List each line below that contains the string "fill".

Outlines of named regions
* BEGIN *

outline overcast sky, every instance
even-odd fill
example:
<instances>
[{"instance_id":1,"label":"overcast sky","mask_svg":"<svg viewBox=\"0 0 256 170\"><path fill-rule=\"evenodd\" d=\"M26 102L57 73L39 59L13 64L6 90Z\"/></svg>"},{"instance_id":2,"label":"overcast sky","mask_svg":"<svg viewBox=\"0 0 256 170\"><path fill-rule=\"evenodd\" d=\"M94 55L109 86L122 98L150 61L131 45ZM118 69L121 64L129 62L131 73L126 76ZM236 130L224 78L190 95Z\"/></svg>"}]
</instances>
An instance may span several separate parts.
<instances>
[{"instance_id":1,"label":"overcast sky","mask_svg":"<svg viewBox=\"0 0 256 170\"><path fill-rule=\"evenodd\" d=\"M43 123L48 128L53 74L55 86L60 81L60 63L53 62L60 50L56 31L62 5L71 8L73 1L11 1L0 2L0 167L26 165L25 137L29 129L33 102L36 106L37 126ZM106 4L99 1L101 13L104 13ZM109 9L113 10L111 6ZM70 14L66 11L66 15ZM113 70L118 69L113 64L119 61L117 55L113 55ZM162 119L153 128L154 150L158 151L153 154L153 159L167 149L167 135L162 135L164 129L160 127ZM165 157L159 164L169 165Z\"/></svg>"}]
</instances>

* END *

• _IN RESPONSE_:
even-odd fill
[{"instance_id":1,"label":"overcast sky","mask_svg":"<svg viewBox=\"0 0 256 170\"><path fill-rule=\"evenodd\" d=\"M26 102L57 73L39 59L13 64L6 90Z\"/></svg>"},{"instance_id":2,"label":"overcast sky","mask_svg":"<svg viewBox=\"0 0 256 170\"><path fill-rule=\"evenodd\" d=\"M94 55L109 86L122 98L150 61L131 45ZM118 69L121 64L129 62L131 73L126 76ZM236 130L224 78L190 95Z\"/></svg>"}]
[{"instance_id":1,"label":"overcast sky","mask_svg":"<svg viewBox=\"0 0 256 170\"><path fill-rule=\"evenodd\" d=\"M43 123L48 128L53 74L55 86L60 81L60 63L53 62L60 50L56 31L62 5L71 8L73 1L11 1L0 2L0 167L26 165L25 137L29 129L33 102L36 106L37 126ZM106 4L99 1L101 13L104 13ZM109 9L113 10L111 6ZM70 14L66 11L66 15ZM113 70L118 69L113 64L119 61L117 55L113 55ZM162 119L153 128L154 150L158 151L153 154L153 159L167 149L167 135L162 135L164 129L160 127ZM165 157L159 164L169 165Z\"/></svg>"}]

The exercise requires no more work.